Work to be completed:
Return the workshop agenda text below in full, reproducing every line without alteration.

===== Text provided =====

ISC 2024 IXPUG Workshop

 

ISC 2023 IXPUG Workshop

Third workshop on Communication, I/O, and Storage at Scale on Next-Generation Platforms – Scalable Infrastructures

ISC 2024 IXPUG Workshop


Workshop Date/Time: May 16, 2024 9:00 AM to 1:00 PM

Location: Hall Y7 - 2nd Floor, in-person at ISC 2024, Hamburg, Germany

Agenda:

All times are shown in CEST / Hamburg Time, UTC+2. Event details are subject to change. Register at: https://www.isc-hpc.com/registration-2024.html The workshop is held in conjunction with ISC 2024, Hamburg, Germany. To attend the IXPUG Workshop, you must register for the ISC 2024 Workshop Pass.

09:00–09:10 a.m. Welcome and Introduction to IXPUG
Amit Ruhela (Texas Advanced Computing Center (TACC))

Session 1 | Chair: Amit Ruhela (Texas Advanced Computing Center (TACC))

09:10-09:40 a.m. Optimizing Communications and I/O on Aurora for Application Performance
Authors: Kalyan Kumaran, Kevin Harms (Argonne Leadership Computing Facility, Argonne National Laboratory)

===== Raw data =====

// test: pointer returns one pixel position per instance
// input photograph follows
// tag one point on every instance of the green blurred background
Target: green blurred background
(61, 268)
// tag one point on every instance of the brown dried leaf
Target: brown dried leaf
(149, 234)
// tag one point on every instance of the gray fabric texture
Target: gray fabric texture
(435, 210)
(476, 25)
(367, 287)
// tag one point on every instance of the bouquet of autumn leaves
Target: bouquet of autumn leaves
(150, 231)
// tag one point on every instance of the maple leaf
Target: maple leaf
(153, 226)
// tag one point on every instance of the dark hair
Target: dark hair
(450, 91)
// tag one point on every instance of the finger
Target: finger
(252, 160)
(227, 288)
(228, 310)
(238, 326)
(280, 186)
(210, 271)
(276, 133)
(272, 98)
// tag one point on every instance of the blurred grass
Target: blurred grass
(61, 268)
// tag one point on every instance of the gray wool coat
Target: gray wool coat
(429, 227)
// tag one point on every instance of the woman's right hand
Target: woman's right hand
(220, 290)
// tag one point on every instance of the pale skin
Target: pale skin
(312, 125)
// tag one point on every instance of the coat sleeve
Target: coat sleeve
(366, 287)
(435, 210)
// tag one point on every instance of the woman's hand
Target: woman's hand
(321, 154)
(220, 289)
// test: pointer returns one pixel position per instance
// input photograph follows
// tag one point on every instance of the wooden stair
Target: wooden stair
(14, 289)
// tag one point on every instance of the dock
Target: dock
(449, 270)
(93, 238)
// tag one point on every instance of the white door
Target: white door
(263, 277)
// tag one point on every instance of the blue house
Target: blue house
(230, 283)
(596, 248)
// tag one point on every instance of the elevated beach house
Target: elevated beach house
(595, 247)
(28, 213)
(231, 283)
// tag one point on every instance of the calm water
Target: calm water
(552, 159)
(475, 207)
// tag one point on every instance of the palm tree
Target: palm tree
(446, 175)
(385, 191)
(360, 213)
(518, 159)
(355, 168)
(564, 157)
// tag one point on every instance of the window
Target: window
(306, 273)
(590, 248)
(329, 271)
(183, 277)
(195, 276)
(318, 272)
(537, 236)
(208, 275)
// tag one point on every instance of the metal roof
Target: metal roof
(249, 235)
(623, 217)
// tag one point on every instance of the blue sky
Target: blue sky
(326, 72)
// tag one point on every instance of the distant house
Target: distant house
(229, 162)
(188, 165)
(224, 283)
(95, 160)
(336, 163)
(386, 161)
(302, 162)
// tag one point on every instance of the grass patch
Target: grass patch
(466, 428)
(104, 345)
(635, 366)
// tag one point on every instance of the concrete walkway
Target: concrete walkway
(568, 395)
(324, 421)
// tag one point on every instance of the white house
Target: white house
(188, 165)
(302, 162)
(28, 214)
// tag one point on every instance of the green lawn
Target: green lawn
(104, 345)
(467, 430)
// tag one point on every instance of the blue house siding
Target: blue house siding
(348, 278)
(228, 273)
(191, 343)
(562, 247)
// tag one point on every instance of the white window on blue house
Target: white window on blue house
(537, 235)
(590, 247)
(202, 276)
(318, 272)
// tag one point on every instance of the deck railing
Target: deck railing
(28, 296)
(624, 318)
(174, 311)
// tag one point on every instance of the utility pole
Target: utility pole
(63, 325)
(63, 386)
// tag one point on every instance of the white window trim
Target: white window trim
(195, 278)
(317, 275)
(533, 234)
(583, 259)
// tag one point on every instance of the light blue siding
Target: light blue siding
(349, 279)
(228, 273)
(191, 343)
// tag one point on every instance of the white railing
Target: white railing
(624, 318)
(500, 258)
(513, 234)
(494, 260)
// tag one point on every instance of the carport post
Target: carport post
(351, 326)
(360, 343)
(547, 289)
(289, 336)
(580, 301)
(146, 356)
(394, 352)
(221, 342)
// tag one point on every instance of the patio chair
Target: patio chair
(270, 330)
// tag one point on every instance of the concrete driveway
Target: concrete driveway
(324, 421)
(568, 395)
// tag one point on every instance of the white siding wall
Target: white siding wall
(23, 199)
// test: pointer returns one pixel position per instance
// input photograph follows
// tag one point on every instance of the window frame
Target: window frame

=====

Response to this task:
ISC 2024 IXPUG Workshop

 

ISC 2023 IXPUG Workshop

Third workshop on Communication, I/O, and Storage at Scale on Next-Generation Platforms – Scalable Infrastructures

ISC 2024 IXPUG Workshop


Workshop Date/Time: May 16, 2024 9:00 AM to 1:00 PM

Location: Hall Y7 - 2nd Floor, in-person at ISC 2024, Hamburg, Germany

Agenda:

All times are shown in CEST / Hamburg Time, UTC+2. Event details are subject to change. Register at: https://www.isc-hpc.com/registration-2024.html The workshop is held in conjunction with ISC 2024, Hamburg, Germany. To attend the IXPUG Workshop, you must register for the ISC 2024 Workshop Pass.

09:00–09:10 a.m. Welcome and Introduction to IXPUG
Amit Ruhela (Texas Advanced Computing Center (TACC))

Session 1 | Chair: Amit Ruhela (Texas Advanced Computing Center (TACC))

09:10-09:40 a.m. Optimizing Communications and I/O on Aurora for Application Performance
Authors: Kalyan Kumaran, Kevin Harms (Argonne Leadership Computing Facility, Argonne National Laboratory)